Skip to main content
. Author manuscript; available in PMC: 2020 Jan 8.
Published in final edited form as: Nat Biotechnol. 2018 Nov 27:10.1038/nbt.4317. doi: 10.1038/nbt.4317

Figure 2. Synthetic mutational profiles are reproducible, specific to individual gRNAs and closely resemble endogenously measured profiles in human K562 cells.

Figure 2

A. Example of measured repair profile reproducibility for one gRNA-target pair. DNA sequence of the target (top) is edited to produce a range of synthetic outcomes that employ the improved gRNA scaffold (green bars) and conventional gRNA scaffold (blue bars), contrasted to endogenous measurements (orange bars). The proportions (x-axis) of the four most frequent mutational outcomes (e.g. “D3” - deletion of three base pairs depicted, “I1” - insertion of a single “A” at cut site, etc.; y-axis) is consistent between the experiments. Stretches of microhomology (green) and inserted sequences (red) are highlighted at the cut site (dashed vertical line).

**Data shown**

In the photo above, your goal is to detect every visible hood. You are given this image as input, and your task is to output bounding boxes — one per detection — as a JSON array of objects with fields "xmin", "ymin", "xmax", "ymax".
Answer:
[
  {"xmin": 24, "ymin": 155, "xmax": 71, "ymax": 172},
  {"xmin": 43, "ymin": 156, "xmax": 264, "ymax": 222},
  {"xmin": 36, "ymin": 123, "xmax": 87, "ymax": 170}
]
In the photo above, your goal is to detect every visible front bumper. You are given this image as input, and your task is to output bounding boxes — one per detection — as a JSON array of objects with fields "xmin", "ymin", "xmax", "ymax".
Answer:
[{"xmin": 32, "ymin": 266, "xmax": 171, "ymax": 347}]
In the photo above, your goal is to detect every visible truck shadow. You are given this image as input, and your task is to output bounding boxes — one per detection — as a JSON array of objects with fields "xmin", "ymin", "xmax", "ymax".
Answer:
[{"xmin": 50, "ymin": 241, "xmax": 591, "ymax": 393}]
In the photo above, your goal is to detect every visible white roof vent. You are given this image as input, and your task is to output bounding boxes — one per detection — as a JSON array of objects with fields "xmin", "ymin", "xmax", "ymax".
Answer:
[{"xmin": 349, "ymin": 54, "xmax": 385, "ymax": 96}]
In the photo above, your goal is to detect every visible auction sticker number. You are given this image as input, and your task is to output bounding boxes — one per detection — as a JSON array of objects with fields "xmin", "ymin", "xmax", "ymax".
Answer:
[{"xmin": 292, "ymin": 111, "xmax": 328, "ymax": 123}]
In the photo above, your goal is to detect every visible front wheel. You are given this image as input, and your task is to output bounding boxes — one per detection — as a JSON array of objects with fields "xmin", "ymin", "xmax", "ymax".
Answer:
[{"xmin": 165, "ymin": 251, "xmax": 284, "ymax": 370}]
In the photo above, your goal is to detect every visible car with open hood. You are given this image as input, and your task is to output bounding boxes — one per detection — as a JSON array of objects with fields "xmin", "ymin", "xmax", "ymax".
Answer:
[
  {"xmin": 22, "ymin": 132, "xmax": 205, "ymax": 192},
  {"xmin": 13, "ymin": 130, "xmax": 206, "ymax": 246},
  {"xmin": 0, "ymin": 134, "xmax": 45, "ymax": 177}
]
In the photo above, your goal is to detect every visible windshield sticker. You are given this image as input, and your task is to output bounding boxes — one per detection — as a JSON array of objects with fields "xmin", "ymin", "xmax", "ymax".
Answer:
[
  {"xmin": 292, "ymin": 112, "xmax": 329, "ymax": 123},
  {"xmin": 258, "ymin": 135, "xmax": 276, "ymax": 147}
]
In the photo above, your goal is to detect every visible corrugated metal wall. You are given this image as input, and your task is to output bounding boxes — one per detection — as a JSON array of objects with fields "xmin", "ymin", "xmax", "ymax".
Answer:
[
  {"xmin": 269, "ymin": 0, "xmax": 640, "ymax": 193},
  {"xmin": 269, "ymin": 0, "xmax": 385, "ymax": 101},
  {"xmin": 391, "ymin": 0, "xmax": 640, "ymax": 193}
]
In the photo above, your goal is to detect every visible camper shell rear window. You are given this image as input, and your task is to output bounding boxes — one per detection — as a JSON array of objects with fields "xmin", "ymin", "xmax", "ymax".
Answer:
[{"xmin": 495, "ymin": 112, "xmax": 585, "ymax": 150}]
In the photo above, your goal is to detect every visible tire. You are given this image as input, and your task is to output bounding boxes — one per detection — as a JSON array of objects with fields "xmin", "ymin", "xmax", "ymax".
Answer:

**To do**
a – Answer these from the figure caption:
(i) In which human cells were the profiles measured?
(ii) What color are the bars for the conventional gRNA scaffold?
(iii) What does "D3" stand for?
b – Does each statement agree with the figure caption? Answer yes or no, and quote the words that decide it.
(i) Endogenous measurements are shown as orange bars.
(ii) Inserted sequences are highlighted in green.
(iii) The proportions of outcomes are plotted on the x-axis.
c – Reproduce the figure caption starting at "Figure 2. Synthetic" and ending at "(dashed vertical line).".
Use only the figure caption to answer.

**Outputs in order**
a –
(i) K562 cells
(ii) Blue
(iii) Deletion of three base pairs

b –
(i) Yes: "contrasted to endogenous measurements (orange bars)"
(ii) No: "inserted sequences (red)"
(iii) Yes: "The proportions (x-axis)"

c –
Figure 2. Synthetic mutational profiles are reproducible, specific to individual gRNAs and closely resemble endogenously measured profiles in human K562 cells.

Figure 2

A. Example of measured repair profile reproducibility for one gRNA-target pair. DNA sequence of the target (top) is edited to produce a range of synthetic outcomes that employ the improved gRNA scaffold (green bars) and conventional gRNA scaffold (blue bars), contrasted to endogenous measurements (orange bars). The proportions (x-axis) of the four most frequent mutational outcomes (e.g. “D3” - deletion of three base pairs depicted, “I1” - insertion of a single “A” at cut site, etc.; y-axis) is consistent between the experiments. Stretches of microhomology (green) and inserted sequences (red) are highlighted at the cut site (dashed vertical line).